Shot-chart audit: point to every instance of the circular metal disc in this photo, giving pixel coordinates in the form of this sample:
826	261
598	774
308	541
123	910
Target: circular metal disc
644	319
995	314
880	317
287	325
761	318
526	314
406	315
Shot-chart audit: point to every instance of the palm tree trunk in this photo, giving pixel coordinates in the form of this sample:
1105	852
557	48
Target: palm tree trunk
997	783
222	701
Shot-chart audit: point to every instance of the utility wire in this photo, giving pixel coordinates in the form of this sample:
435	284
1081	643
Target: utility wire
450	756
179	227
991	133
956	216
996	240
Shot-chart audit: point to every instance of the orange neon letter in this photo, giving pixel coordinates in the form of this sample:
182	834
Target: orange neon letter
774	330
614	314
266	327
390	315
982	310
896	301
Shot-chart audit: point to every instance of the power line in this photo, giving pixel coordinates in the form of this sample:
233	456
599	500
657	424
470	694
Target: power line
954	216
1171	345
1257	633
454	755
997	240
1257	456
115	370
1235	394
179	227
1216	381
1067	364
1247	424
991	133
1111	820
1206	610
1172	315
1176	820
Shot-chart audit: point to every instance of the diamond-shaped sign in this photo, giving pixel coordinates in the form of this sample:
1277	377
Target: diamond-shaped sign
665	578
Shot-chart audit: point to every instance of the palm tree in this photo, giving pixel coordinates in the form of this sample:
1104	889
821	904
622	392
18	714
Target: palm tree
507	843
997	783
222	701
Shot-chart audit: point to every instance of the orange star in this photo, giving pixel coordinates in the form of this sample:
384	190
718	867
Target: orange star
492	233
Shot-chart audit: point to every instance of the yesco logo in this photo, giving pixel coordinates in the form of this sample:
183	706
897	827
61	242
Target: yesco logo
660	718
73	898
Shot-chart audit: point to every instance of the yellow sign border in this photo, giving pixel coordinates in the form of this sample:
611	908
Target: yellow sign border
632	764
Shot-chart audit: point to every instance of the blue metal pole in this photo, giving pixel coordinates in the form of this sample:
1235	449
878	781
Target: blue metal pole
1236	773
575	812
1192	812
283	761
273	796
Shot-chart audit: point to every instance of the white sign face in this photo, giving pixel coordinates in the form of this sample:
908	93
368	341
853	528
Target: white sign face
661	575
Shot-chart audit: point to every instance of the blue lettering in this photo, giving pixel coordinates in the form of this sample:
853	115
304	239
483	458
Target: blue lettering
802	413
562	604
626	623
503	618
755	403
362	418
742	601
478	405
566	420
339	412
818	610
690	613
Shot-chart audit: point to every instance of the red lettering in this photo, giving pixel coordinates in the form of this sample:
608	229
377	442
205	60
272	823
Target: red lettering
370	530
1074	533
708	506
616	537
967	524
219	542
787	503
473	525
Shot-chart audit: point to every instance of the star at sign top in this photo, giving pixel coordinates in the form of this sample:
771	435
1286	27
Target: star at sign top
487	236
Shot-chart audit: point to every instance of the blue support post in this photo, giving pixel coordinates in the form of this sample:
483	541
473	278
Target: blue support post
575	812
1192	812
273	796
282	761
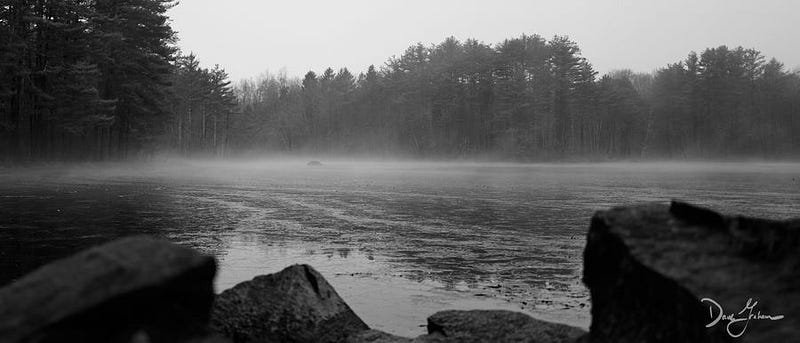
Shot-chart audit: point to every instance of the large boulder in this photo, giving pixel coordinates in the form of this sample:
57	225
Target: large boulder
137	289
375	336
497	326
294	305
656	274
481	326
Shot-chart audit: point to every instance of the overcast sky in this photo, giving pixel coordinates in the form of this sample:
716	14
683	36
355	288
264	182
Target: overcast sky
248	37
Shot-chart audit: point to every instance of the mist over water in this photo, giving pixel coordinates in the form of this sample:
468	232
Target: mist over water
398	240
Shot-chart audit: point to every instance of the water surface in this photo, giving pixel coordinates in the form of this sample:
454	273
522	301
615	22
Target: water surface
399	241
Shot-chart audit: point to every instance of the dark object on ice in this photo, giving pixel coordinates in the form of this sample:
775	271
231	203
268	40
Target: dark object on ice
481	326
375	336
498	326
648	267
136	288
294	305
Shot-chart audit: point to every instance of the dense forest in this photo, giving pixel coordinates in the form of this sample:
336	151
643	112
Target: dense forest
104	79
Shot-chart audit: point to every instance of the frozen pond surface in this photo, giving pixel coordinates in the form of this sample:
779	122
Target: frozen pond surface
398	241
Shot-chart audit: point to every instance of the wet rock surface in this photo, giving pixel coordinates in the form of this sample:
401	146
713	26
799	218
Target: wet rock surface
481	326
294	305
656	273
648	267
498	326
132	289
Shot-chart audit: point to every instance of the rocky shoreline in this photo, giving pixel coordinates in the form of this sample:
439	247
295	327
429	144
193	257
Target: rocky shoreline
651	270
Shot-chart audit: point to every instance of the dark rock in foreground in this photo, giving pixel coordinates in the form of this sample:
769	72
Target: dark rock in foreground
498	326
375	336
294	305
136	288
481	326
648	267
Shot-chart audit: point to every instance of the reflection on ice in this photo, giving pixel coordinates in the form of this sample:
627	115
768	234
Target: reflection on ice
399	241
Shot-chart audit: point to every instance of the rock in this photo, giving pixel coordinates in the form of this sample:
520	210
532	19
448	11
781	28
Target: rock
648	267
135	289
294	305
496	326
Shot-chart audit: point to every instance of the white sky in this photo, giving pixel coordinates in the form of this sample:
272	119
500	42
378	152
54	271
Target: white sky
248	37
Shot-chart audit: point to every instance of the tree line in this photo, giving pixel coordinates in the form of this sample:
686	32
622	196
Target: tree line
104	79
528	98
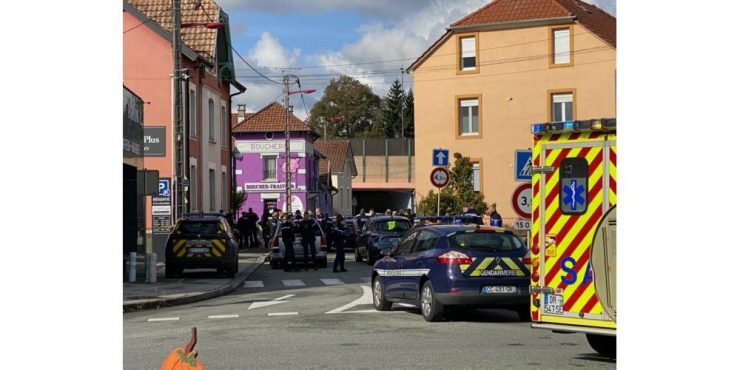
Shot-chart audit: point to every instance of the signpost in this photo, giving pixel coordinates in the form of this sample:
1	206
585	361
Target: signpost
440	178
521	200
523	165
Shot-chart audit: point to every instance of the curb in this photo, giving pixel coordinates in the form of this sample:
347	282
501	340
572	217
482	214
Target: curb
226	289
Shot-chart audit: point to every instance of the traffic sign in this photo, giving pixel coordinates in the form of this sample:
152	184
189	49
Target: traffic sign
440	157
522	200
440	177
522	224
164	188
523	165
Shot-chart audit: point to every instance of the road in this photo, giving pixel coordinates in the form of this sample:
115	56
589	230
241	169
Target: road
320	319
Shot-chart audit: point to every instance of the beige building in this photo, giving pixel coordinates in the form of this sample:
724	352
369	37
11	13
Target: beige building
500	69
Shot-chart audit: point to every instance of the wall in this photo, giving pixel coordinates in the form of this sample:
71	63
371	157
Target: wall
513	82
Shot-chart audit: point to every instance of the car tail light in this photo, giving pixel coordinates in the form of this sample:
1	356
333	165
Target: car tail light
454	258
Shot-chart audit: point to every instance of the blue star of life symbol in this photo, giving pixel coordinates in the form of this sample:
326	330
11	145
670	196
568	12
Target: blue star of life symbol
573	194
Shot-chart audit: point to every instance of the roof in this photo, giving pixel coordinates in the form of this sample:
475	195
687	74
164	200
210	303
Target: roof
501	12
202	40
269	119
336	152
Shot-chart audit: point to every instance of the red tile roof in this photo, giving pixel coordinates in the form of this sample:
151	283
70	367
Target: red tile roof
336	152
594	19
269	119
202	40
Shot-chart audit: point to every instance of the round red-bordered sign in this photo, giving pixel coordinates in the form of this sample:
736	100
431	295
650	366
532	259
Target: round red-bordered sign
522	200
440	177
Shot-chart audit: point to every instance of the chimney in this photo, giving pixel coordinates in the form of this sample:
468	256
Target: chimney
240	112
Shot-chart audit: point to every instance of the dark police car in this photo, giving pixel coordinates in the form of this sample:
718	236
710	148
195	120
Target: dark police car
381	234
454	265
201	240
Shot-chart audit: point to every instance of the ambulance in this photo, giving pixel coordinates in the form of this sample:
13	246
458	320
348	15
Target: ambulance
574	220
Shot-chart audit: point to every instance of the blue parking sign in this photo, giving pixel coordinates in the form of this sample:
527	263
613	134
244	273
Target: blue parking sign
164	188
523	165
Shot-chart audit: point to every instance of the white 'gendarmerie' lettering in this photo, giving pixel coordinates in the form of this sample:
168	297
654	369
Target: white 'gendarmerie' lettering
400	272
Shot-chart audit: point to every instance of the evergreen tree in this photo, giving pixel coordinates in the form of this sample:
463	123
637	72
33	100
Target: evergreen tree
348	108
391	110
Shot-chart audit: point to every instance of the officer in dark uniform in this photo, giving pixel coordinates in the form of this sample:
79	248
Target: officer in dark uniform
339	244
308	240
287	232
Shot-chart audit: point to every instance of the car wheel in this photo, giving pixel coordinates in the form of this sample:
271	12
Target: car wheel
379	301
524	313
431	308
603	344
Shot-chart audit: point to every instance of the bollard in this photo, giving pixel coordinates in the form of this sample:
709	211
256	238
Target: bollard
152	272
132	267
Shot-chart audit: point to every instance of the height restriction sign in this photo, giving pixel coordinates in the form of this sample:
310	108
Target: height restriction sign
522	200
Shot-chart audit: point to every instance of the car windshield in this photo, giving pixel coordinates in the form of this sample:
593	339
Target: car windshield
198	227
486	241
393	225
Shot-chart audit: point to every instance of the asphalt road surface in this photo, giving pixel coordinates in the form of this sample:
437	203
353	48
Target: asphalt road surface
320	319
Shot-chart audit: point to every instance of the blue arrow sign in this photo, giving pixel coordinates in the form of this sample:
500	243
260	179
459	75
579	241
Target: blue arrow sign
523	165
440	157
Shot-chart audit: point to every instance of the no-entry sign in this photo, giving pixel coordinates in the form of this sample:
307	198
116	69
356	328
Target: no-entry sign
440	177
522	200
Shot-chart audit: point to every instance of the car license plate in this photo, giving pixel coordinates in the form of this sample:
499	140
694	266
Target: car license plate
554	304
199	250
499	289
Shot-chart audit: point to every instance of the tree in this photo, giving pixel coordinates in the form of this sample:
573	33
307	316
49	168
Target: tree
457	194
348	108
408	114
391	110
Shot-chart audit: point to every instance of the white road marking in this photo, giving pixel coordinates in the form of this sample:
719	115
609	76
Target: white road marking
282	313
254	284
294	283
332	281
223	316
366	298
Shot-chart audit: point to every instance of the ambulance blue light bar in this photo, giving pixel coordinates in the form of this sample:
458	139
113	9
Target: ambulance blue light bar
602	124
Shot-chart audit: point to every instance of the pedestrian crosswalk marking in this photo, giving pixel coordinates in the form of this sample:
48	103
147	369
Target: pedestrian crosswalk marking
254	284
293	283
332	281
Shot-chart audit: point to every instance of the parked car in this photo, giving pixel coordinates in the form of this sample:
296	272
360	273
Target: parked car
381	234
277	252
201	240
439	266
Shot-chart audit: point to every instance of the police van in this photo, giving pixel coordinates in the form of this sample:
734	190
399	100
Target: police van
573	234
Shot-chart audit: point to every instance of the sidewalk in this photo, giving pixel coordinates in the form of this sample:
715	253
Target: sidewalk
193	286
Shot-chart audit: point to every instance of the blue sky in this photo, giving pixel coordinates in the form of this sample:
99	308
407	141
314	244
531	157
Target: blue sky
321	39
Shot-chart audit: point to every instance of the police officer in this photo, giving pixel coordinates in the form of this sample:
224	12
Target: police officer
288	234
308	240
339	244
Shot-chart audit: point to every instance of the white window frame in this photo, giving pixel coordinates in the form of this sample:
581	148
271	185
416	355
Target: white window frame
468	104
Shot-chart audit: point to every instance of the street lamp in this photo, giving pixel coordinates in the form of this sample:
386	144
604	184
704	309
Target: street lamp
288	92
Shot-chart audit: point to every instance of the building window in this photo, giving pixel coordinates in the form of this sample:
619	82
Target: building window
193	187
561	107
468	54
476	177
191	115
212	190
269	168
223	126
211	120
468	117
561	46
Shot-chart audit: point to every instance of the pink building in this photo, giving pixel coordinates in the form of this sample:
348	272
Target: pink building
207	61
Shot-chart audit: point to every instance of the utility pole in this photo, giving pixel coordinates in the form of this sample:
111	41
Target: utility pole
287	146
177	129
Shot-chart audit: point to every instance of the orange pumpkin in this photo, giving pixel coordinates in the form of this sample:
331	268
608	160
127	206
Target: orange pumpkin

STATED PROBLEM:
Beginning at the line that holds "Shot-chart audit: point to every instance of the pink", write out word for word each line through the end of the records.

WRITTEN SOLUTION:
Shot-chart audit: point to every instance of the pink building in this photo, giving pixel coordinates in the form of this sample:
348	272
Target: pink building
207	61
Shot-chart audit: point to every instance of the utility pole in this photo, giving pixel coordinates in the form of this sample:
111	41
Target: utility pole
287	146
177	129
Shot-chart audit: point to every instance of the orange pumpkin in this photo, giving pixel coordinates in the form of this sample:
331	268
608	160
127	206
Target: orange pumpkin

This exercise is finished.